TAREFAS A FAZER.
**A)** No texto sobre a idade e a vaidade, o poema apresenta três imagens ligadas ao tempo. Escreva cada uma delas junto com o adjetivo que a introduz.
**B)** Dê continuidade ao texto sobre a vaidade de Aparecida a partir da última frase apresentada.

TEXTO DE LEITURA.
○ ○ ○ ○ ○ ○ ○

VAI IDADE...
A SEDA QUE ENCOBRIA
MEU CORPO JOVEM
AMARROTOU
DESFAZENDO O GLAMOUR.
AMARROTADA,
PASSO ESTA ROUPA SECA
QUE ME DÁ GASTURA
COM PROMESSAS DE BELEZA
QUE NÃO VOLTA MAIS.
EMBAÇADA
A IMAGEM DO PASSADO
VIVE APENAS NA MEMÓRIA.
RELUZENTE
A IMAGEM DO PRESENTE
SE MAQUEIA E DISFARÇA
O TEMPO QUE PASSOU.
TREMIDA
A IMAGEM DO FUTURO
NÃO OUSA APRESENTAR-SE.
VAI IDADE...
DESGRUDE DE MIM
NÃO TE QUERO MAIS
FICASTE VELHA E INDESEJÁVEL
PARA UM NOVO CASAMENTO.
VAI IDADE...
NÃO ME LEVE JUNTO
LEVE O QUE SOU
TRAGA O QUE EU ERA
O NÓ DA
VAIDADE
Aparecida,
professora primária, parecia ser uma pessoa muito medrosa e insegura. Tinha
medo de falar e aparecer em público, escrever ata, dirigir carro, embora
soubesse como fazer tudo isto. Abandonou seu curso superior de Pedagogia, já no
primeiro período, com o temor de não dar conta de enfrentar as dificuldades.
Aparecida, era de fato, uma pessoa medrosa, no entanto existia uma dificuldade
maior que tentava manter velada e que acionava o seu medo. A vaidade excessiva
era um censor constante que não deixava Aparecida se expressar livremente, a
menos que, pudesse demonstrar perfeição naquilo que fosse solicitada. Aparecida
era acometida por fortes crises de ansiedade todas as vezes que fosse
requisitada a executar tarefas simples que lhe garantisse apenas um resultado
mediano, pois o seu mais profundo desejo era alcançar a inatingível perfeição.
O mais interessante é que era vaidosa demais para admitir que pudesse ser
vaidosa. Melhor enaltecer o medo para jamais ter que entrar em contato com um
sentimento tão vil dentro de si mesma. Assim, o seu medo crescia, dia após dia,
para protegê-la de si mesma, ou mais precisamente, de sua sombra. Só o processo
de psicoterapia ajudou Aparecida a admitir a sua vaidade, após compreender o processo
que deu origem a este sentimento.

○ ○ ○ ○ ○ ○ ○

LINHAS FORNECIDAS.
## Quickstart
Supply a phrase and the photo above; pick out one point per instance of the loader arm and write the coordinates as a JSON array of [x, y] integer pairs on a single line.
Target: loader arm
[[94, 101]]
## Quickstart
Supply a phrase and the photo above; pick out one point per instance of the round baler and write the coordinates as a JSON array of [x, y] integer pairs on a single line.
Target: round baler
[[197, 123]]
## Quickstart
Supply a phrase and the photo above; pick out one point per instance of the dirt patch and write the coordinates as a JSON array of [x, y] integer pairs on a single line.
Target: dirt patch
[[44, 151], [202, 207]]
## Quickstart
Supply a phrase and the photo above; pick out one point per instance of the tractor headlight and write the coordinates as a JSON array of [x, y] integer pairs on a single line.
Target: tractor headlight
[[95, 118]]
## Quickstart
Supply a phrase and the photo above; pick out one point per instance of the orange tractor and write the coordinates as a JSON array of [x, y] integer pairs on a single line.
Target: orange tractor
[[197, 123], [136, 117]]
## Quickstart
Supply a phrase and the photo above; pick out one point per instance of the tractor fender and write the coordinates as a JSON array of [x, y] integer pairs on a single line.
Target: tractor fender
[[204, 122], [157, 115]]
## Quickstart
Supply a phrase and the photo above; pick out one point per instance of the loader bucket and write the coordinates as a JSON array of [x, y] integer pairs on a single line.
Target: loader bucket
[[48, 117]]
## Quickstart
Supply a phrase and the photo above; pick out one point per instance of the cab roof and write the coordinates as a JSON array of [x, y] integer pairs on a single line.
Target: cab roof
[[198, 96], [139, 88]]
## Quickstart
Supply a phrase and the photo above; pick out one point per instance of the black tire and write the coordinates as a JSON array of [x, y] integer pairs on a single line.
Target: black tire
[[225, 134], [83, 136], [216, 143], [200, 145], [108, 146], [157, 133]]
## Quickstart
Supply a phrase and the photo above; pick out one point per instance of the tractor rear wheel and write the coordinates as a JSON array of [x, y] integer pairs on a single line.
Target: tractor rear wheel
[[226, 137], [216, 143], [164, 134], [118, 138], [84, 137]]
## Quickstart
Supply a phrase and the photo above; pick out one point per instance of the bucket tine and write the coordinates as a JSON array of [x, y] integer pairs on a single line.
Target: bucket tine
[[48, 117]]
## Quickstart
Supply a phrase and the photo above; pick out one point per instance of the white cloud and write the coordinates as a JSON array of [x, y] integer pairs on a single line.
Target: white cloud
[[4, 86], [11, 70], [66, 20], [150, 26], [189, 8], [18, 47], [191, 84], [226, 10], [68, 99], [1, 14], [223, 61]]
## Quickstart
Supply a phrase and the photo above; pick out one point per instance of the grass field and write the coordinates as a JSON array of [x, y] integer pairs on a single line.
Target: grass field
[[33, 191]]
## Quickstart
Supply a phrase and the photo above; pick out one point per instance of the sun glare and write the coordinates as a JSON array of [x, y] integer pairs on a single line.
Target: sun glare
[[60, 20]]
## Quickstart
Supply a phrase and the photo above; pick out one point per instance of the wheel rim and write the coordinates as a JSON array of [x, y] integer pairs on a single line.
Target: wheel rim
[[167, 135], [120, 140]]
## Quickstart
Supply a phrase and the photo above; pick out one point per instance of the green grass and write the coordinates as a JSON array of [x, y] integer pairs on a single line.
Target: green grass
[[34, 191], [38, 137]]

○ ○ ○ ○ ○ ○ ○

RESPOSTAS DO EXERCÍCIO.
**A)**
- A imagem do passado: EMBAÇADA
- A imagem do presente: RELUZENTE
- A imagem do futuro: TREMIDA

**B)**
Aparecida foi
uma criança muito cobrada por sua mãe e por professoras que exigiam sempre uma
ótima conduta e ótimos resultados. Era severamente punida se não satisfizesse
os altos padrões de exigência destas educadoras que a deseducou para a
vida. Para se safar das punições e
castigos que outrora irmãos e colegas recebiam e para não sofrer a rejeição de
pessoas que tanto amava, base da formação de sua futura personalidade, Aparecida
passou a se cobrar perfeição como forma de proteção. Jamais seria humilhada se
desenvolvesse a identidade apreciada pela mãe e pelas professoras, proteção
indispensável naquele momento de tamanha vulnerabilidade. Introjetava,
temerosa, a humilhação e sofrimento que os colegas sofriam, todas as vezes que
não se comportavam conforme o esperado pelas figuras de autoridade. Cultuando
uma perfeição que lhe garantisse a posição de melhor, asseguraria o amor e o
respeito que faltava a estes. O desejo de ser a melhor para se proteger lhe
rendeu a vaidade que tanto lhe incomodava e tentava esconder.
Ver-se envolvida
pelo olhar do outro era outra situação que a incomodava profundamente. Este
olhar era sempre percebido como reprovador, pois acostumou-se, na infância, a
perceber o olhar das figuras de autoridade como um ato exclusivo de reprovação
e censura. Parece que suas educadoras não tinham tempo, disposição e aparato
emocional que permitisse um olhar de carinho e presença amorosa. A busca
inalcançável de perfeição era a única forma que, ilusoriamente, encontrou para
extrair um olhar de aprovação. No entanto, apesar de todo seu esforço, jamais
viveu a sensação de ter conseguido isto. Aparecida cresceu, mas, sempre residiu
dentro dela, uma criança faminta de afeto e valorização pessoal.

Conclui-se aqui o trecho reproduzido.